begin Entries

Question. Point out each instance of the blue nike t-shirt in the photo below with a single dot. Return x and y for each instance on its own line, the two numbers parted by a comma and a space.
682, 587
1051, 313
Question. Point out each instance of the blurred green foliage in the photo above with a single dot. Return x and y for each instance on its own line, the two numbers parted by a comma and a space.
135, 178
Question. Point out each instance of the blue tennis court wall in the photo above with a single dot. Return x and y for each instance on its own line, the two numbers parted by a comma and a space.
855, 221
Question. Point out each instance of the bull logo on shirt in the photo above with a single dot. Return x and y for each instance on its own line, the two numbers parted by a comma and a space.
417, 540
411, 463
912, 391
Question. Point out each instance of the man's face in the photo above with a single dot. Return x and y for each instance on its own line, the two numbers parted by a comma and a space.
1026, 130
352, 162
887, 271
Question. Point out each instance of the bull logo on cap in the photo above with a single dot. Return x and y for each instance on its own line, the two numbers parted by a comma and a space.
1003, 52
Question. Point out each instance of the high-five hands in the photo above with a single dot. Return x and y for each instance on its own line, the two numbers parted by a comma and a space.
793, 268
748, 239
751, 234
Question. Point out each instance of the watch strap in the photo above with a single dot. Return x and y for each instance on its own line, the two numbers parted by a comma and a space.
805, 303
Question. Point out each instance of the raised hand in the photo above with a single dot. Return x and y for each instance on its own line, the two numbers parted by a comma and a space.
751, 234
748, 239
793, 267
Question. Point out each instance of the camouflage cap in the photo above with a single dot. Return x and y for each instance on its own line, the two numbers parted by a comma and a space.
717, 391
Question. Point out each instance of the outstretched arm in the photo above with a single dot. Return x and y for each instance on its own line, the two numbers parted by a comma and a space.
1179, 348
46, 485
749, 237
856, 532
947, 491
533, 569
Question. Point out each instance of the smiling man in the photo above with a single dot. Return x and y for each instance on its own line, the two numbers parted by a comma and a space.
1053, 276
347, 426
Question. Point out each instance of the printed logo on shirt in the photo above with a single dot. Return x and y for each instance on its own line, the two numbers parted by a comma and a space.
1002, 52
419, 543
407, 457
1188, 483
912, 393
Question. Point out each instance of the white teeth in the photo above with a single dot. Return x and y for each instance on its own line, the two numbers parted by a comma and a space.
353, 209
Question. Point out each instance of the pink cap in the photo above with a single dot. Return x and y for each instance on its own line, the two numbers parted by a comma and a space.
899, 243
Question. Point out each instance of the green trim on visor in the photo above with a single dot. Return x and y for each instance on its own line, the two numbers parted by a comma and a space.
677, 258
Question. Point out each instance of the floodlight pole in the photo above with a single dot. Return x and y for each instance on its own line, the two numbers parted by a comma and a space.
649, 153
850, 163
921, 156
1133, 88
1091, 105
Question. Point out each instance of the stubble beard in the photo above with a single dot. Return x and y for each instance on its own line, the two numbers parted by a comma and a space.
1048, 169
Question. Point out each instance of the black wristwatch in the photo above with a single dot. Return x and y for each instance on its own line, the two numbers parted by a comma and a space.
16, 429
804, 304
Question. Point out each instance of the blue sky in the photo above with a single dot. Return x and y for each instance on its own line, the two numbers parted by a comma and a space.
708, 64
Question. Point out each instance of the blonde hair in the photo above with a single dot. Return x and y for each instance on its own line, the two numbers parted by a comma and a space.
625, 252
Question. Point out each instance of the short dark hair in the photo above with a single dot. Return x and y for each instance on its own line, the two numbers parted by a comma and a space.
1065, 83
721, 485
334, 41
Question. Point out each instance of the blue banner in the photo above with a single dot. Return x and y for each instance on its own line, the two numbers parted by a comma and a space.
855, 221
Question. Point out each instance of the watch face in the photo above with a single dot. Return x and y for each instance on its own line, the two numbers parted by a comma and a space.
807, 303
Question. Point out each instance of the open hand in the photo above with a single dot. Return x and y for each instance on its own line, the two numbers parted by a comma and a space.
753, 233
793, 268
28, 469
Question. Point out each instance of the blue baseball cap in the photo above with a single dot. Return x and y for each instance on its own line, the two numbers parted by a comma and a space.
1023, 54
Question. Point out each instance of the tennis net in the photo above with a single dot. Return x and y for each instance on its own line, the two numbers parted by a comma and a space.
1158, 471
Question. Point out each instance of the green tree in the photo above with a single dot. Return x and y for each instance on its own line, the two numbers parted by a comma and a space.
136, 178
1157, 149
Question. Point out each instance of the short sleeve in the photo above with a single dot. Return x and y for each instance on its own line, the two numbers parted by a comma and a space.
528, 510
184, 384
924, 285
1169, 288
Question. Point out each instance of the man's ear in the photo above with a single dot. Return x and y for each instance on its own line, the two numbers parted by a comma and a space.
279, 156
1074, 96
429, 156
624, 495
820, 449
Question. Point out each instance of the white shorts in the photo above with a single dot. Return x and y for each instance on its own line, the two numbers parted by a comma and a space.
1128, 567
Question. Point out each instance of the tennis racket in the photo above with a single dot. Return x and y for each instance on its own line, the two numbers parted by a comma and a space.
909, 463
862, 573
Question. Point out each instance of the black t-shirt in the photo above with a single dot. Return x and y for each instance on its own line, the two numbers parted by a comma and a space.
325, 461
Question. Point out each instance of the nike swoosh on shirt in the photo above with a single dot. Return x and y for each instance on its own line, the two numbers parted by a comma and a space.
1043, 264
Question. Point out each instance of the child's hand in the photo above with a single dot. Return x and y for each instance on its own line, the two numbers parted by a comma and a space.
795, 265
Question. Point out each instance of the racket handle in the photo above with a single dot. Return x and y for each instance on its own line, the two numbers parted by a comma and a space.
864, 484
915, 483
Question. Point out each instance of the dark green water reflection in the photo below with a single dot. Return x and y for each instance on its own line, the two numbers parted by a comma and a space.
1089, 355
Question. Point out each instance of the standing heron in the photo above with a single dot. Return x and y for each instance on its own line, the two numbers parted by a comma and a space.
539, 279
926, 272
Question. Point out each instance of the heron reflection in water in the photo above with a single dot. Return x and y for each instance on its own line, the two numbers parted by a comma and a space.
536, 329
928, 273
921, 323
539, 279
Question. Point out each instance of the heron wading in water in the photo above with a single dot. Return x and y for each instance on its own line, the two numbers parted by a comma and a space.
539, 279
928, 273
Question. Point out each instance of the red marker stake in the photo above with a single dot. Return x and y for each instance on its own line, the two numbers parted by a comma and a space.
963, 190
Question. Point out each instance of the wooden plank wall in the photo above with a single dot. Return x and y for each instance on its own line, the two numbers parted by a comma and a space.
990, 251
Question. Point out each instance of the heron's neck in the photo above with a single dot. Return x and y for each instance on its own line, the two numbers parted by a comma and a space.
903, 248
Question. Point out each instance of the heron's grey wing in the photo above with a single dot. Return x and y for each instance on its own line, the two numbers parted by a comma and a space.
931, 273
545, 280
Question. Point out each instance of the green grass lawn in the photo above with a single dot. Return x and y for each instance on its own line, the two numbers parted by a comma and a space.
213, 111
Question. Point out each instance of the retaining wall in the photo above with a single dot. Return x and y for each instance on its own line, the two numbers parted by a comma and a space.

end Entries

Objective: Copy all the lines, exactly.

Expected answer:
Question. Point out each instance of the blue nike t-shirt in the photo below with a single dot. Return x and y for each instance on its own line, the two numbers parted by a comma and a space.
682, 587
1051, 313
Question. Point out each instance of the blurred green foliage in the photo above with a single dot. Return x and y for each instance on its own line, the two numbers parted by a comma and a space.
135, 178
Question. Point out each instance of the blue tennis court wall in the photo above with a single dot. Return x and y for each instance on its own line, the two numbers parted by a comma and a space.
855, 221
Question. Point out each instance of the bull logo on shirt in the photo above with a single dot. Return x and y for each instance on its own line, the two numbers parted by a comma and a space.
417, 540
411, 463
912, 391
Question. Point out each instance of the man's face in the photo above with a single dot. Return x and y for each instance on its own line, the two numbers parted by a comma and a space.
1026, 130
352, 162
887, 271
Question. Point out each instance of the bull logo on cap in the photo above with a single dot. Return x and y for each instance on its own line, the two numbers parted by a comma and a space.
1003, 52
Question. Point out each instance of the high-five hands in the photo above with a single dot. Return x and y for each instance on its own line, the two numbers parted by a comma and a space.
793, 268
748, 239
751, 234
Question. Point out each instance of the watch strap in the photo above with a single dot. Return x and y for each instance on its own line, the two numbers parted by a comma and a space.
805, 303
Question. Point out each instance of the raised hand in the photo above with a single dot. Return x and y for each instance on its own line, the two numbers parted by a comma and a space.
751, 234
748, 239
793, 267
Question. Point out each instance of the camouflage cap in the photo above with a single dot. Return x and y for each instance on its own line, the two numbers parted by a comma and a space.
717, 391
Question. Point out each instance of the outstretched arm in the photo above with a single dot. Return x and y for each instance on its own line, the two numbers parted by a comma and a space.
1179, 348
46, 485
749, 237
856, 532
947, 491
533, 569
Question. Point out each instance of the smiling man in the photo above with a single dot. Return x and y for each instance on its own line, the two numbers parted by a comma and a space.
1053, 276
347, 426
Question. Point out each instance of the printed logo on shirt in the photo above with a single dot. Return x and y for each instance on its own line, the two numbers parted by a comma and a space.
1002, 52
419, 543
407, 457
1188, 483
912, 393
Question. Point out each instance of the white teeth in the photo above with a single dot. Return x and y for each instance on its own line, the two numbers parted by a comma and a space.
353, 209
Question. Point out each instance of the pink cap in the photo above with a single dot. Return x and y for each instance on its own line, the two numbers parted by a comma and a space.
899, 243
Question. Point out each instance of the green trim on visor in the photo above with a single dot. Return x and y for each instance on its own line, the two numbers parted by a comma and a space.
677, 258
Question. Point out each instance of the floodlight pole in the photo above with a single dot. Return x and y for each instance on its own line, the two numbers parted by a comma and a space.
649, 153
850, 163
921, 156
1133, 88
1091, 105
Question. Point out each instance of the stubble beard in the photo above with a single dot. Return x and y for each instance on its own line, the two numbers parted by a comma and a space.
1048, 169
Question. Point out each instance of the black wristwatch in the photo above with a single dot. Return x and y for each instance on its own line, the two numbers parted by a comma and a space.
16, 429
804, 304
Question. Point out each instance of the blue sky in the photo above with a single dot. Return x and y for each instance on its own line, the two numbers parted by a comma and a space.
708, 64
Question. Point out each instance of the blonde hair in the photo above with a single dot. Return x and y for each instance on its own line, the two numbers parted by a comma and a space.
625, 252
Question. Point out each instance of the short dark hair in the photo above with a single dot. Return x and y for each instance on its own line, the two numbers parted by a comma and a space.
1065, 83
721, 485
334, 41
Question. Point out each instance of the blue banner in the photo above with a single dot. Return x and y for each instance on its own line, the two numbers parted by a comma and a space.
855, 221
Question. Point out each instance of the watch face in the photo above with a single dot. Return x and y for each instance on its own line, the two numbers parted by a comma and a space.
807, 303
Question. Point out each instance of the open hand in the photo above with a single dot. Return x and y for each instance on its own line, the two numbers parted by a comma and a space.
753, 233
793, 268
28, 469
Question. Point out each instance of the blue baseball cap in the photo above with a single dot. Return x and y for each instance on its own line, the two numbers parted by a comma and a space.
1023, 54
Question. Point out each instance of the tennis net in the photo above with a single dot. Return x and y for each instance on its own line, the two numbers parted by a comma and a space.
1158, 471
Question. Point out each instance of the green tree in the photo above with a single dot. Return x and y for each instance on its own line, the two numbers parted by a comma and a space.
136, 178
1157, 149
Question. Point out each instance of the short sleeve in the photo above with a single dot. Return x and y for each instance on its own line, the two numbers parted by a comma and a space.
528, 510
184, 384
924, 285
1169, 288
Question. Point out each instance of the man's ear in the photo above with a single dot. Return x and y for each instance on its own line, the two numbers parted by a comma and a space.
279, 156
1074, 96
429, 156
624, 495
820, 449
Question. Point out each instance of the white shorts in the photo above with a single dot. Return x and y for each instance on its own line, the two numbers parted by a comma and a space.
1128, 567
Question. Point out each instance of the tennis racket in the photo above with a single dot. Return x and y for each instance on its own line, the two numbers parted by a comma and a space.
909, 463
862, 573
Question. Point out each instance of the black t-shirt in the photo above with a single dot. Return x and y for each instance on its own line, the two numbers parted by a comma and a space.
325, 461
Question. Point out each instance of the nike swoosh on shirt in the photo above with a single dot. Return x and y for each instance on its own line, the two numbers parted by a comma and a space.
1043, 264
Question. Point out each instance of the child's hand in the photo above with a single dot. Return x and y for each instance on its own line, the two numbers parted by a comma and a space.
795, 265
Question. Point out each instance of the racket handle in the photo above with a single dot. Return x and y for each instance on its own line, the two numbers parted by a comma and a space.
864, 484
915, 483
Question. Point out each instance of the dark green water reflection in the photo below with a single dot. Return x and y for each instance on its own line, the two numbers parted by a comma and a space.
1089, 355
Question. Point out each instance of the standing heron in the photo above with a single dot. Return x and y for each instance on its own line, the two numbers parted by a comma and a space.
539, 279
926, 272
Question. Point out each instance of the heron reflection in water in the photo above with a single dot. Return x and y for each instance on its own line, the two numbers parted by a comma and a space.
536, 329
928, 273
921, 323
539, 279
Question. Point out each instance of the heron wading in water in the photo above with a single dot. Return x and y for each instance on its own line, the two numbers parted by a comma and a space.
539, 279
928, 273
Question. Point out each instance of the red marker stake in the photo above with a single dot. Return x and y for each instance on its own line, the two numbers parted by a comma and a space.
963, 190
Question. Point out each instance of the wooden plank wall in the photo above with a single dot. Return x and y for each instance on its own line, the two numbers parted by a comma and a space.
990, 251
Question. Point out each instance of the heron's neck in the photo above with a single dot. Return x and y for each instance on its own line, the two numbers parted by a comma and a space.
903, 248
Question. Point out each instance of the heron's grey wing in the photo above with a single dot. Return x and y for each instance on its own line, the two numbers parted by a comma and a space.
931, 273
545, 280
Question. Point out each instance of the green grass lawn in the photo above with a single dot. Return x and y for each instance on its own line, the two numbers parted by a comma and a space.
213, 111
Question. Point out each instance of the retaining wall in the photo above with a single dot. Return x and y for each instance on its own line, the two numbers parted by a comma and a space.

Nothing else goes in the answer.